[Begin Material provided]

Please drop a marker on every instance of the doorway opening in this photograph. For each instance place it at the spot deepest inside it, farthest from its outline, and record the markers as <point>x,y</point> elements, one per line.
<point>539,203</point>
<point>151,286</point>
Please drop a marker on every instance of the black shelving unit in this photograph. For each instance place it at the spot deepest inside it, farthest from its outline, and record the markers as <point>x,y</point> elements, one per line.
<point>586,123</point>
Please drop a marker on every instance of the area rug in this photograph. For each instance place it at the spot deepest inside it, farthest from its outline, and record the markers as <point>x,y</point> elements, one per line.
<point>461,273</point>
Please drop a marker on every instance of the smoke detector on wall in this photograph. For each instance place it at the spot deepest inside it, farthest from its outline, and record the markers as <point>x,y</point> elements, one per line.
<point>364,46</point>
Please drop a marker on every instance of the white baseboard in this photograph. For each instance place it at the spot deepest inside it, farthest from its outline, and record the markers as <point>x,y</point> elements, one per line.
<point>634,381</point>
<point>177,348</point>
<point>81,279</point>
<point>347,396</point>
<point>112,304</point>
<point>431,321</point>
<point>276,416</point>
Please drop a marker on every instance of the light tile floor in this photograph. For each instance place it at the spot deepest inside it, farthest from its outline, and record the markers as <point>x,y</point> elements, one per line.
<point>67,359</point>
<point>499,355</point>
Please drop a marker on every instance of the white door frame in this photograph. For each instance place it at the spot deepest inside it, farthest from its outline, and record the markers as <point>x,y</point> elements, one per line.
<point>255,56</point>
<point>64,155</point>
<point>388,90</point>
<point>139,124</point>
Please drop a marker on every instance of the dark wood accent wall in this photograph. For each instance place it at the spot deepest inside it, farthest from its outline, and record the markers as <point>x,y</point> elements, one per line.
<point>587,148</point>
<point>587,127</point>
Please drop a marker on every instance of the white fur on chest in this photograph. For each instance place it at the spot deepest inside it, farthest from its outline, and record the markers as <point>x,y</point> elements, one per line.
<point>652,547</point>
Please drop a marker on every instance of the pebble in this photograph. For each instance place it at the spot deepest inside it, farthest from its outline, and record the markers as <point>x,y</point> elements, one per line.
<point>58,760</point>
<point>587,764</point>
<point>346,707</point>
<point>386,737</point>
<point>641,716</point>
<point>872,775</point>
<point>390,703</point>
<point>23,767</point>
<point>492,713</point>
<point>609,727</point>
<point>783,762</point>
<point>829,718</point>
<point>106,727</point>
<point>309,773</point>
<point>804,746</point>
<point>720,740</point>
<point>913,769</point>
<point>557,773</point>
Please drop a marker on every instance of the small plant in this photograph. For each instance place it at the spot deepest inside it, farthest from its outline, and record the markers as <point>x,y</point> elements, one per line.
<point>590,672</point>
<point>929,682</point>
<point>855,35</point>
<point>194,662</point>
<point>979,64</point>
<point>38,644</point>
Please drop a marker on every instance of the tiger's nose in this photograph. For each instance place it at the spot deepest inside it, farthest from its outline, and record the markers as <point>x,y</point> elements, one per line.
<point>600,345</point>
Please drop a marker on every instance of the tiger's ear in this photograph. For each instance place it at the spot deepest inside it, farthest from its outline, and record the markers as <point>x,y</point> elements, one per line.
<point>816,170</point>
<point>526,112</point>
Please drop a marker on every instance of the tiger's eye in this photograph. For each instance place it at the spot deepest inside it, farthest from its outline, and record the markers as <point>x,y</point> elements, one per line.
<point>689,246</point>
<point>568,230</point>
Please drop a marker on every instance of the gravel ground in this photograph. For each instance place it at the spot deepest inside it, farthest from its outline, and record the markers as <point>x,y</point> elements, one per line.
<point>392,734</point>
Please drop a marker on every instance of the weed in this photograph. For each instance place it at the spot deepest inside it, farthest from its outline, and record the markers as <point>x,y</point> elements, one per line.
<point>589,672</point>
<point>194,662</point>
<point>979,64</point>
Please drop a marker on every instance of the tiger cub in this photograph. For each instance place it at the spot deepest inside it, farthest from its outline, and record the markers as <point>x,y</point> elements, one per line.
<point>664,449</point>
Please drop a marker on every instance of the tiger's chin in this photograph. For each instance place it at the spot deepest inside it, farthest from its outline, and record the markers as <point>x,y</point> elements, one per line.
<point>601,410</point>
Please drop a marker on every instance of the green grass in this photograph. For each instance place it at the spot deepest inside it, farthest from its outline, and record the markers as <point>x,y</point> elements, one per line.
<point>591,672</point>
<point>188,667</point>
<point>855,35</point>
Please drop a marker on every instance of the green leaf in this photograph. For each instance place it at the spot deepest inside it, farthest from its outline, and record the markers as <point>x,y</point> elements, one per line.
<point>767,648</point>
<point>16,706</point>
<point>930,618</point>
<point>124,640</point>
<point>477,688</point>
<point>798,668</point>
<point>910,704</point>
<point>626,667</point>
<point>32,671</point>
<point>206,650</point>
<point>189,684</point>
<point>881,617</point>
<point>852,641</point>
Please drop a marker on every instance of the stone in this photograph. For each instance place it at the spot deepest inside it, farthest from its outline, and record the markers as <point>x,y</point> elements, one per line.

[End Material provided]

Aim →
Output all of the data again. Match it exactly.

Output for this exercise →
Please drop a marker on every instance of the doorway opening in this photograph. For each instance place it at the spot deepest inside it, farthest from its outline, and record the markers as <point>x,y</point> elements, one per line.
<point>539,203</point>
<point>151,286</point>
Please drop a marker on every instance of the black shelving unit in this photograph. For each instance place it at the spot deepest inside it, farthest from its outline, and record the markers as <point>x,y</point> elements, one per line.
<point>586,123</point>
Please drop a marker on every instance of the area rug in this photograph. For each instance place it at the spot deepest inside it, farthest from its outline, and record the markers as <point>x,y</point> elements, one per line.
<point>461,273</point>
Please drop a marker on every instance of the smoke detector on wall in this photograph. For each instance place it at the spot deepest inside it, farthest from its outline, and record the markers as <point>x,y</point> elements, one per line.
<point>364,46</point>
Please drop a marker on every instance of the white baseboard in this photograph. For each instance place it at the spot deepest inside it, farthest from its outline, and record the markers as <point>x,y</point> elements, one per line.
<point>634,381</point>
<point>177,348</point>
<point>81,279</point>
<point>347,396</point>
<point>112,304</point>
<point>431,321</point>
<point>276,416</point>
Please drop a marker on every instance of the light tile floor in this photograph. For each instance place it at the spot deepest inside it, farthest from its outline, and record the markers as <point>x,y</point> elements, one per line.
<point>67,359</point>
<point>499,355</point>
Please drop a marker on every instance of the white door frame in this photograph. For each instance place it at the spot deepest inside it, farthest from its outline, and record the markers as <point>x,y</point> elements, one per line.
<point>255,56</point>
<point>64,155</point>
<point>388,90</point>
<point>139,124</point>
Please drop a marker on every instance of the dark wood accent wall in this photograph. For each instance place it at the spot deepest inside it, farthest from its outline, and record the markers as <point>x,y</point> elements, one per line.
<point>587,148</point>
<point>587,127</point>
Please drop a marker on every instance of the white fur on chest in this photograph. For each instance place it at the spot deepest inside it, farthest from its outline, and record the markers as <point>x,y</point> elements, one per line.
<point>652,547</point>
Please drop a marker on every instance of the pebble in this photograph. For each instance place it at the spot deepest inside it, farthest from its outline, and record the markers as <point>x,y</point> elements, one per line.
<point>58,760</point>
<point>587,764</point>
<point>346,707</point>
<point>386,737</point>
<point>641,716</point>
<point>872,775</point>
<point>390,703</point>
<point>23,767</point>
<point>492,713</point>
<point>609,727</point>
<point>783,762</point>
<point>829,718</point>
<point>106,727</point>
<point>309,773</point>
<point>804,746</point>
<point>720,740</point>
<point>913,769</point>
<point>557,773</point>
Please drop a marker on every instance of the small plant in this photograph. For each instance place it at the spot deepest inside it, farthest from its outline, and record the markers as <point>x,y</point> elements, one per line.
<point>590,672</point>
<point>929,682</point>
<point>855,35</point>
<point>194,662</point>
<point>979,64</point>
<point>38,644</point>
Please drop a marker on every instance of the tiger's nose in this photograph. For each instance place it at the spot deepest inside it, farthest from its outline, and record the markers as <point>x,y</point> elements, one per line.
<point>600,345</point>
Please drop a marker on every instance of the tiger's ear in this photograph. For each instance place it at the spot deepest inside it, farthest from its outline, and record the markers as <point>x,y</point> elements, one per line.
<point>816,170</point>
<point>526,112</point>
Please drop a marker on every instance of the tiger's eye in this photograph. For each instance place it at the spot deepest inside it, farthest from its outline, and record the markers as <point>x,y</point> elements, one per line.
<point>689,246</point>
<point>568,230</point>
Please drop a marker on every instance of the gravel ground in this photograph. For each instance place it at the spot deepest inside it, farthest from its outline, and record the markers as <point>x,y</point> elements, one per line.
<point>392,734</point>
Please drop a marker on every instance of the weed in this photograph. For each instance place it at the spot deepest inside it, farthest from its outline, and record the markers as <point>x,y</point> elements, one per line.
<point>589,672</point>
<point>194,662</point>
<point>979,64</point>
Please drop a marker on every instance of the tiger cub in this photograph. For each instance place it at the spot deepest inside it, farthest from its outline, and record the markers as <point>x,y</point> elements, one per line.
<point>664,449</point>
Please drop a marker on every instance of the tiger's chin in this photograph. For each instance place it at the spot deepest inside it, farthest from its outline, and record the markers as <point>x,y</point> elements, one per line.
<point>601,410</point>
Please drop a marker on every instance of the green grass in this photograph. For each instance place it at the spot deepest inside it, farthest from its outline, and record the markers as <point>x,y</point> elements, one per line.
<point>591,672</point>
<point>188,667</point>
<point>855,35</point>
Please drop a marker on every instance of the green leaf in this photograph. For each instance place it at the spot deepest inside it, farthest from its outline, and record the markers as <point>x,y</point> elements, one per line.
<point>767,648</point>
<point>16,706</point>
<point>930,618</point>
<point>124,640</point>
<point>477,688</point>
<point>798,668</point>
<point>910,704</point>
<point>626,667</point>
<point>32,671</point>
<point>206,650</point>
<point>189,684</point>
<point>881,617</point>
<point>852,641</point>
Please drop a marker on every instance of the stone in this photograph. For each instance place it at the spot deepest inside it, farthest from its outline, and record the markers as <point>x,y</point> elements, one per line.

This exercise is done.